**What the task asks:** Return the data in full, exactly as it was written.

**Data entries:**
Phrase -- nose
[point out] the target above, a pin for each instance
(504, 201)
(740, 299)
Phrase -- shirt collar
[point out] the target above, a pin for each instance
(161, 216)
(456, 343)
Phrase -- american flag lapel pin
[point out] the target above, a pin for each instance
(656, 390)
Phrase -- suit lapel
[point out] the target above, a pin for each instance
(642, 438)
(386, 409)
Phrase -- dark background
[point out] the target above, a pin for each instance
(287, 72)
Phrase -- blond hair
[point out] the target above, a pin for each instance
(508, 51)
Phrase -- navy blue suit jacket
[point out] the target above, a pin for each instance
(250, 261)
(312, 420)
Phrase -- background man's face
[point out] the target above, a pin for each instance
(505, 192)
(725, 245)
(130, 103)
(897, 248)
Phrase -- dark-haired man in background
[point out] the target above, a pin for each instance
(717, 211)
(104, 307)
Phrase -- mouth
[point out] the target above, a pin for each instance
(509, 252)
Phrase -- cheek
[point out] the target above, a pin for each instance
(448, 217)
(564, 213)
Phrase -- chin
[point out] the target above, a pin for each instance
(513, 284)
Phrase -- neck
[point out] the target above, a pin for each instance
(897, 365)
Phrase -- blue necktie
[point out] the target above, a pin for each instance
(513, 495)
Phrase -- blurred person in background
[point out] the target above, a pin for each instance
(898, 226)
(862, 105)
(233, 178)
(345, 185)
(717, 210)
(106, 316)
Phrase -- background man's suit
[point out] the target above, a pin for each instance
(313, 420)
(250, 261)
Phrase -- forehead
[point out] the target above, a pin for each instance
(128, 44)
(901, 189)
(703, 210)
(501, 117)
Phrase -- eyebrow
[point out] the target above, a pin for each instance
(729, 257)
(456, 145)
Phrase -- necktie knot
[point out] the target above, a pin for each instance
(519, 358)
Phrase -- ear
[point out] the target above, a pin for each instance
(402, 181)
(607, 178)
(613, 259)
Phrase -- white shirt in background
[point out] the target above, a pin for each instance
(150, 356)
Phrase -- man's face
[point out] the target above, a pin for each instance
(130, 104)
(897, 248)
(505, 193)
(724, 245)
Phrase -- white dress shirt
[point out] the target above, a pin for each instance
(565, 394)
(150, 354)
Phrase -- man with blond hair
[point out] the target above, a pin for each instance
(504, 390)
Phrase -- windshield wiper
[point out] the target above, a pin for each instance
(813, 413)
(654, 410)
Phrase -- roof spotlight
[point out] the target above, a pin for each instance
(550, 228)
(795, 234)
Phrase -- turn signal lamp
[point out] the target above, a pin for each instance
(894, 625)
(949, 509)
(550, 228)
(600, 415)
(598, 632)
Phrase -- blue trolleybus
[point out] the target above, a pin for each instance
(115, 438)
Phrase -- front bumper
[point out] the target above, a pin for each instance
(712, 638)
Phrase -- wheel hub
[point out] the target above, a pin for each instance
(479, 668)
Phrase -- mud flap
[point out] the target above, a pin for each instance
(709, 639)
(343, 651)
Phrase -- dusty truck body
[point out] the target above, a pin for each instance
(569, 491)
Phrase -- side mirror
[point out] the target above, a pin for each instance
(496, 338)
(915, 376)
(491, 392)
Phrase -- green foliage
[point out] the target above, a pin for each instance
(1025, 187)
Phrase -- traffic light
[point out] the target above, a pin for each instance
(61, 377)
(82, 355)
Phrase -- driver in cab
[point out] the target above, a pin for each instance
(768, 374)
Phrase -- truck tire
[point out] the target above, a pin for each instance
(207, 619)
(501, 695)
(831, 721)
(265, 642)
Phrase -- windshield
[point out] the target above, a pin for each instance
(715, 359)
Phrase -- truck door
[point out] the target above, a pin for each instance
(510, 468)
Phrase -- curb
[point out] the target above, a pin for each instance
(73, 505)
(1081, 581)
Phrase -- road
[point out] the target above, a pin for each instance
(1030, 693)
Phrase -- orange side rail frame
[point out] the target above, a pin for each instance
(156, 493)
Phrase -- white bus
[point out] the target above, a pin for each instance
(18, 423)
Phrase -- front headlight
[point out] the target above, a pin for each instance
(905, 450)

**Completed task:**
Phrase -- nose
[point out] the target above, a pin for each instance
(504, 201)
(740, 299)
Phrase -- shirt collar
[point out] the target above, a pin for each instance
(161, 216)
(456, 343)
Phrase -- american flag lapel pin
[point out] the target above, a pin for each instance
(656, 390)
Phrase -- suit lapel
[point out] the target above, a pin for each instance
(642, 438)
(386, 409)
Phrase -- dark background
[point out] the target above, a pin for each instance
(287, 72)
Phrase -- blond hair
[point out] the target above, a pin for each instance
(508, 51)
Phrase -- navy blue suit jacket
[point out] the target above, a pin for each instance
(250, 261)
(312, 420)
Phrase -- background man's face
[point out] the target above, a pin for each instance
(505, 192)
(725, 245)
(130, 103)
(897, 248)
Phrase -- dark-haired man in background
[point out] the target above, a pin for each instance
(717, 211)
(104, 307)
Phrase -- mouth
[point out] the target above, a pin for each instance
(509, 252)
Phrase -- cheek
[point out] the target above, a pin for each instance
(448, 217)
(564, 213)
Phrase -- chin
[point out] the target above, a pin for each instance
(513, 284)
Phrase -- neck
[point out] the target above, a pin for each instance
(897, 365)
Phrase -- blue necktie
[point out] the target above, a pin for each instance
(513, 495)
Phrase -- blurred person in background
[point out] the target above, a pin for each instance
(898, 226)
(862, 105)
(233, 178)
(345, 185)
(717, 210)
(106, 316)
Phrase -- background man's suit
[point out] the target above, a pin for each instance
(313, 420)
(250, 261)
Phrase -- forehead
[point out] the target above, a pin for each instance
(128, 44)
(901, 189)
(703, 210)
(501, 117)
Phrase -- eyebrow
[point out] the target above, a pin for each instance
(729, 257)
(456, 145)
Phrase -- necktie knot
[point out] the target above, a pin for each instance
(519, 358)
Phrase -- ear
[point out] the target above, a pin for each instance
(402, 181)
(607, 178)
(613, 259)
Phrase -- white shirt in background
[point out] the target above, a pin for each instance
(150, 356)
Phrase -- man's face
[point out] the target above, a pin for each instance
(130, 104)
(897, 248)
(505, 193)
(724, 245)
Phrase -- white dress shirt
[point out] the target above, a pin for each instance
(565, 394)
(150, 354)
Phrase -- man with blond hair
[point out] the target above, a pin for each instance
(504, 390)
Phrase -- windshield wiper
[point out] the target above, a pin for each instance
(813, 413)
(654, 410)
Phrase -- roof spotlight
[point out] the target above, a pin for each instance
(550, 228)
(795, 234)
Phrase -- turn signal lamp
[point out] the target above, a pin for each instance
(894, 625)
(949, 509)
(550, 228)
(600, 415)
(598, 632)
Phrase -- blue trolleybus
[point out] the target above, a pin for each instance
(115, 438)
Phrase -- front bumper
[point out] the target above, a pin for each instance
(712, 638)
Phrase -- wheel hub
[point out] the target above, a pin for each instance
(479, 668)
Phrase -- mud flap
[point out] the target above, a pin for each instance
(709, 639)
(343, 651)
Phrase -- dusty truck body
[point out] the target above, a pin for each instance
(569, 491)
Phrase -- side mirror
[point out] the target above, a pin for each instance
(496, 338)
(915, 376)
(491, 392)
Phrase -- green foliage
[point out] the target above, a pin for each instance
(1025, 187)
Phrase -- traffic light
[point out] the target above, a pin for each instance
(61, 377)
(82, 355)
Phrase -- driver in cab
[point out] the target above, a pin for each instance
(768, 374)
Phrase -- truck tire
[point out] the target above, a pin for each instance
(207, 619)
(501, 695)
(831, 721)
(265, 642)
Phrase -- windshield
[point out] the target above, a pin for each instance
(715, 359)
Phrase -- truck door
[point out] the target above, a pin for each instance
(510, 468)
Phrase -- curb
[point out] the target above, a pin for each instance
(73, 505)
(1081, 581)
Phrase -- road
[point out] the target above, a pin for each instance
(1030, 693)
Phrase -- orange side rail frame
[point out] the target above, a pin for each instance
(156, 493)
Phrase -- white bus
[point out] the target above, a pin for each instance
(18, 423)
Phrase -- front headlight
[point out] the target above, a pin for each instance
(905, 450)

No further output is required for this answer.